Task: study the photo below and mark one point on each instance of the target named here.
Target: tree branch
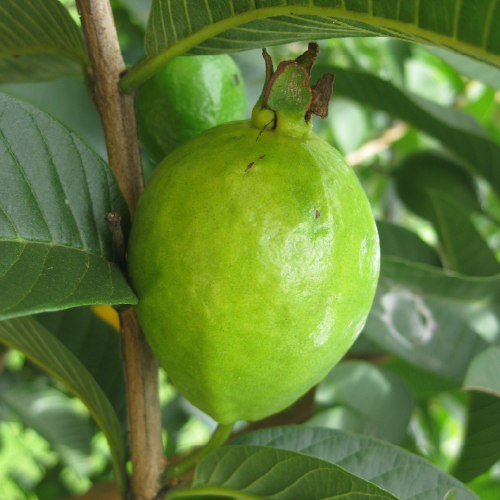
(120, 127)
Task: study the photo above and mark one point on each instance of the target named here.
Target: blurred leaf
(383, 401)
(40, 41)
(349, 123)
(466, 250)
(432, 318)
(405, 475)
(50, 413)
(68, 102)
(484, 372)
(96, 344)
(262, 472)
(457, 130)
(223, 26)
(41, 347)
(424, 383)
(483, 108)
(469, 67)
(481, 447)
(486, 487)
(56, 249)
(428, 170)
(426, 316)
(397, 241)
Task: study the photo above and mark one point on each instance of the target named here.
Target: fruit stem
(219, 437)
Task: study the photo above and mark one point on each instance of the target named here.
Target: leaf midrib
(137, 76)
(51, 244)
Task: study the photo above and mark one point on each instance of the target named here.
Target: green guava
(426, 172)
(255, 256)
(188, 95)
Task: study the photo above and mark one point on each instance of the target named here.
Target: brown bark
(120, 127)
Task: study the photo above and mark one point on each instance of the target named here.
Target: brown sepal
(321, 93)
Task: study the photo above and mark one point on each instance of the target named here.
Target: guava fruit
(187, 96)
(424, 172)
(254, 254)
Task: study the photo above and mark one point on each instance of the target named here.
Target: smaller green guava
(254, 254)
(188, 95)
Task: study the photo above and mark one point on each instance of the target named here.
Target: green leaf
(68, 102)
(41, 347)
(423, 383)
(405, 475)
(428, 170)
(465, 248)
(39, 41)
(223, 26)
(457, 130)
(481, 448)
(469, 67)
(486, 487)
(484, 372)
(383, 401)
(50, 413)
(397, 241)
(97, 345)
(258, 472)
(56, 250)
(432, 318)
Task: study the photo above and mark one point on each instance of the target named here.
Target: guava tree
(421, 128)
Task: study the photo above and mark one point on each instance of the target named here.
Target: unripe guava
(188, 95)
(255, 258)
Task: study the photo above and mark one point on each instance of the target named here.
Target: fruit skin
(424, 172)
(187, 96)
(255, 258)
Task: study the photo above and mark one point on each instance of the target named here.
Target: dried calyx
(288, 100)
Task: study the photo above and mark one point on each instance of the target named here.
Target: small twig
(113, 220)
(376, 146)
(264, 127)
(120, 128)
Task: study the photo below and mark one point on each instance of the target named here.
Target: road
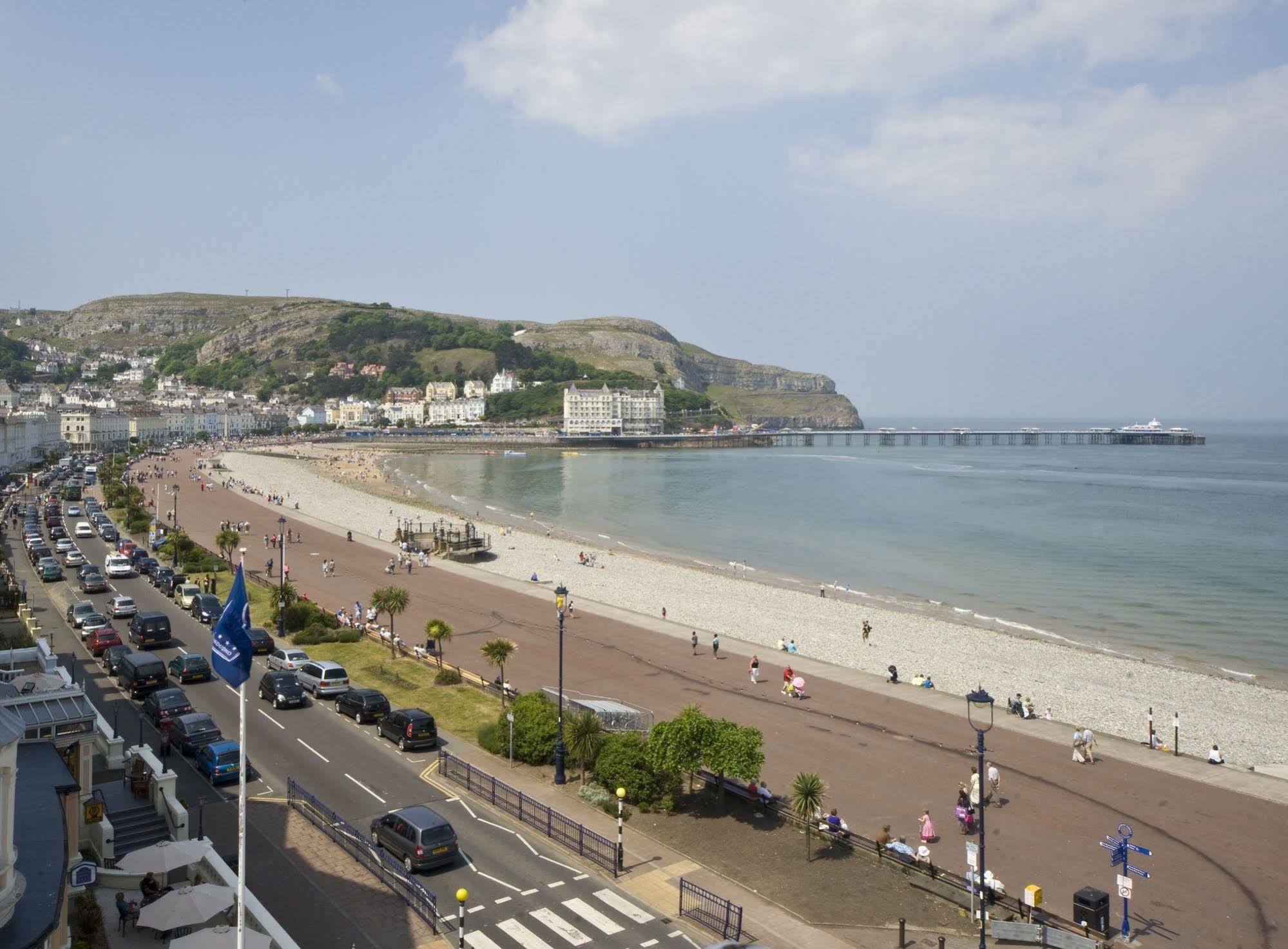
(1218, 863)
(523, 892)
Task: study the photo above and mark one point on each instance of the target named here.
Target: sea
(1174, 554)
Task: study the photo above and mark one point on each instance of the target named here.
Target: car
(121, 606)
(186, 593)
(93, 584)
(363, 705)
(101, 640)
(260, 643)
(165, 705)
(192, 732)
(192, 667)
(287, 658)
(79, 611)
(282, 689)
(219, 762)
(112, 657)
(409, 729)
(322, 679)
(418, 836)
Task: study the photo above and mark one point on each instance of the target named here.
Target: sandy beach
(1107, 693)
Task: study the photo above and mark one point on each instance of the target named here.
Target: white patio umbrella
(220, 938)
(164, 857)
(187, 906)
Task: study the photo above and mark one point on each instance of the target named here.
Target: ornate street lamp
(561, 752)
(979, 714)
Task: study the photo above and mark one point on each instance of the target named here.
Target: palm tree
(497, 652)
(441, 631)
(392, 600)
(808, 794)
(585, 734)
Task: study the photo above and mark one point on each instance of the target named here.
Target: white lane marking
(271, 719)
(522, 935)
(313, 750)
(564, 930)
(622, 906)
(365, 787)
(593, 916)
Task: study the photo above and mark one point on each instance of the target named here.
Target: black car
(191, 669)
(192, 732)
(410, 729)
(206, 608)
(363, 705)
(165, 704)
(260, 643)
(282, 689)
(112, 657)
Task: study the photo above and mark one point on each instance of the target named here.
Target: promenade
(887, 752)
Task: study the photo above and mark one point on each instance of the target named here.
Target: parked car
(192, 667)
(121, 606)
(192, 732)
(101, 640)
(282, 689)
(287, 658)
(164, 705)
(363, 705)
(219, 762)
(409, 729)
(260, 643)
(112, 658)
(323, 679)
(418, 836)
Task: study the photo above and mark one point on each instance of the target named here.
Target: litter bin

================================

> GIVEN REQUEST: The records above must be echoed exactly, minus their pictures.

> FULL RESPONSE:
Task: study the photo below and mark one point on each instance of the target named here.
Target: tree branch
(120, 127)
Task: study the photo above and mark one point on each instance of the target named here.
Target: blurred leaf
(383, 401)
(40, 41)
(349, 123)
(466, 250)
(432, 318)
(405, 475)
(50, 413)
(68, 102)
(484, 372)
(96, 344)
(262, 472)
(457, 130)
(223, 26)
(41, 347)
(424, 383)
(483, 108)
(469, 67)
(481, 447)
(486, 487)
(56, 249)
(428, 170)
(426, 316)
(397, 241)
Task: study the photo above and mark one point on each instance of the target named here.
Target: fruit stem
(219, 437)
Task: study the photo above and mark one point on each instance of the target named here.
Target: leaf midrib
(137, 76)
(51, 244)
Task: study the photo above and mark one point on each instance of the target named here.
Target: green guava
(426, 172)
(255, 256)
(188, 95)
Task: study the photo above and mark one point on each instance of the target named here.
Target: brown bark
(120, 127)
Task: study the photo above and mark one point on each instance of the target named here.
Target: brown sepal
(321, 93)
Task: study the photo above and mark one point on each instance of the target named here.
Target: guava fruit
(187, 96)
(424, 172)
(254, 254)
Task: study the photo above and mark one point on each instance of the target named here.
Target: smaller green guava
(254, 254)
(188, 95)
Task: study the photo above and mark one point on each instance of the target named here.
Target: green leaf
(68, 102)
(41, 347)
(423, 383)
(405, 475)
(428, 170)
(465, 248)
(39, 41)
(223, 26)
(457, 130)
(481, 448)
(469, 67)
(486, 487)
(484, 372)
(383, 401)
(50, 413)
(397, 241)
(97, 345)
(258, 472)
(56, 250)
(432, 318)
Task: study the photo above and mark one point on each instance of the target named here.
Target: guava tree
(421, 128)
Task: study the photo above and mark one point on each instance of the target named here.
Target: unripe guava
(188, 95)
(255, 258)
Task: study the photo above and mark one point on each instance of the target named here.
Target: fruit skin
(424, 172)
(187, 96)
(255, 258)
Task: study the photo above and mark one point on each instance of the target named here.
Target: dried calyx
(288, 100)
Task: study the photo above and mark one point on each instance of the target named here.
Target: small twig
(113, 220)
(376, 146)
(264, 127)
(120, 128)
Task: study the photo below and mark one point on each instance of the target named here.
Target: road
(1218, 863)
(523, 892)
Task: study the photo above and mark one point on each instance of the target named here.
Target: sea
(1174, 554)
Task: study the photo above and mark one point on each instance of the target named here.
Target: car
(121, 606)
(186, 593)
(93, 584)
(363, 705)
(101, 640)
(260, 643)
(165, 705)
(192, 732)
(192, 667)
(287, 658)
(79, 611)
(282, 689)
(219, 762)
(112, 657)
(409, 729)
(322, 679)
(418, 836)
Task: study the photo above and mark one point on each instance of the target named here.
Target: sandy beach
(1107, 693)
Task: study the photo above and mark one point on each instance of the target named here.
Target: white patio umbrella
(220, 938)
(164, 857)
(187, 906)
Task: study the photo above and mark one point on each instance of the target named here.
Target: ornate street lamp
(561, 752)
(979, 714)
Task: study the photo above and mark one point on each instance of the target named here.
Target: palm tree
(497, 652)
(441, 631)
(392, 600)
(808, 794)
(585, 734)
Task: study the photo above and mark one point on each instance of the target named here.
Target: white lane marking
(271, 719)
(522, 935)
(313, 750)
(564, 930)
(622, 906)
(365, 787)
(593, 916)
Task: study the photo above and mark one point on each instance of the target named here.
Target: black car
(191, 669)
(192, 732)
(410, 729)
(206, 608)
(363, 705)
(165, 704)
(260, 643)
(282, 689)
(112, 657)
Task: study the photo above and mark one point on each instance of the target named here.
Target: promenade
(887, 752)
Task: study the photo above and mark one point on each instance of the target named here.
Target: parked car
(192, 667)
(121, 606)
(192, 732)
(101, 640)
(282, 689)
(287, 658)
(164, 705)
(363, 705)
(219, 762)
(409, 729)
(260, 643)
(112, 658)
(323, 679)
(418, 836)
Task: study the photo above and mark one point on each instance of the target named here.
Target: litter bin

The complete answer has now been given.